Materials provided =>
::::::
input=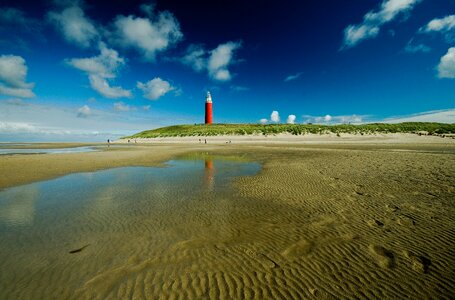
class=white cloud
[284,72,302,82]
[66,43,132,98]
[114,102,136,112]
[77,105,90,118]
[0,55,35,98]
[418,15,455,43]
[286,115,297,124]
[88,74,132,99]
[438,47,455,78]
[47,4,99,48]
[110,5,183,61]
[0,7,35,28]
[180,41,242,81]
[342,0,421,48]
[270,110,280,123]
[137,77,175,100]
[420,15,455,32]
[0,122,37,133]
[404,40,431,53]
[381,109,455,124]
[302,115,364,124]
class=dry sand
[0,136,455,299]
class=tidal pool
[0,144,96,155]
[0,156,261,299]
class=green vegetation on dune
[124,122,455,138]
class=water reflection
[204,158,215,191]
[0,185,38,226]
[0,146,96,155]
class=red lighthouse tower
[205,92,213,124]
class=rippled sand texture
[0,147,455,299]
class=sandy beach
[0,135,455,299]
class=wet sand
[0,137,455,299]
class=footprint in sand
[368,220,384,227]
[244,249,278,269]
[397,215,416,227]
[385,204,400,212]
[281,239,313,261]
[368,245,394,268]
[403,251,431,273]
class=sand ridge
[0,139,455,299]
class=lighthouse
[205,92,213,124]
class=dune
[0,137,455,299]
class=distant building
[205,92,213,124]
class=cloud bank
[286,115,297,124]
[437,47,455,78]
[342,0,421,49]
[47,3,99,48]
[109,5,183,61]
[137,77,175,100]
[180,41,242,82]
[270,110,280,123]
[66,43,132,99]
[0,55,35,98]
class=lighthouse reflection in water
[204,158,215,192]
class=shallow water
[0,144,96,155]
[0,158,260,299]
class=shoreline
[0,134,455,189]
[113,133,455,145]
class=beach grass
[123,122,455,139]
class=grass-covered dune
[123,122,455,139]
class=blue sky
[0,0,455,141]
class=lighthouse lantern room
::::::
Exercise description => Format all of the data above as a Markdown table with the columns Row and Line, numbering each line and skipping blank lines. Leave the pictures out of the table.

Exercise answer =>
| Row | Line |
|---|---|
| 1 | input= |
| 2 | class=white cloud |
| 3 | [284,72,302,82] |
| 4 | [66,43,132,98] |
| 5 | [114,102,136,112] |
| 6 | [77,105,90,118] |
| 7 | [0,55,35,98] |
| 8 | [418,15,455,43] |
| 9 | [286,115,297,124] |
| 10 | [88,74,132,99] |
| 11 | [438,47,455,78] |
| 12 | [47,4,99,48] |
| 13 | [110,5,183,61] |
| 14 | [0,7,35,28] |
| 15 | [180,41,242,81] |
| 16 | [342,0,421,48] |
| 17 | [270,110,280,123] |
| 18 | [137,77,175,100] |
| 19 | [420,15,455,32] |
| 20 | [0,122,37,133] |
| 21 | [404,40,431,53] |
| 22 | [381,109,455,124] |
| 23 | [302,115,364,124] |
| 24 | class=dry sand |
| 25 | [0,136,455,299] |
| 26 | class=tidal pool |
| 27 | [0,144,96,155] |
| 28 | [0,156,261,299] |
| 29 | class=green vegetation on dune |
| 30 | [124,122,455,138] |
| 31 | class=water reflection |
| 32 | [204,158,215,191] |
| 33 | [0,185,38,226] |
| 34 | [0,146,96,155] |
| 35 | class=red lighthouse tower |
| 36 | [205,92,213,124] |
| 37 | class=rippled sand texture |
| 38 | [0,147,455,299] |
| 39 | class=sandy beach |
| 40 | [0,135,455,299] |
| 41 | class=wet sand |
| 42 | [0,137,455,299] |
| 43 | class=footprint in sand |
| 44 | [368,220,384,227] |
| 45 | [244,249,278,269] |
| 46 | [397,215,416,227] |
| 47 | [385,204,400,212] |
| 48 | [281,239,313,261] |
| 49 | [368,245,394,268] |
| 50 | [403,251,431,273] |
| 51 | class=sand ridge |
| 52 | [0,139,455,299] |
| 53 | class=lighthouse |
| 54 | [205,92,213,124] |
| 55 | class=dune |
| 56 | [0,137,455,299] |
| 57 | class=distant building |
| 58 | [205,92,213,124] |
| 59 | class=cloud bank |
| 60 | [286,115,297,124] |
| 61 | [437,47,455,78] |
| 62 | [342,0,421,49] |
| 63 | [47,3,99,48] |
| 64 | [109,5,183,61] |
| 65 | [137,77,175,100] |
| 66 | [180,41,242,82] |
| 67 | [270,110,280,123] |
| 68 | [66,43,132,99] |
| 69 | [0,55,35,98] |
| 70 | class=lighthouse reflection in water |
| 71 | [204,158,215,192] |
| 72 | class=shallow water |
| 73 | [0,144,96,155] |
| 74 | [0,158,260,299] |
| 75 | class=shoreline |
| 76 | [0,134,455,189] |
| 77 | [113,133,455,145] |
| 78 | class=beach grass |
| 79 | [123,122,455,139] |
| 80 | class=grass-covered dune |
| 81 | [123,122,455,139] |
| 82 | class=blue sky |
| 83 | [0,0,455,141] |
| 84 | class=lighthouse lantern room |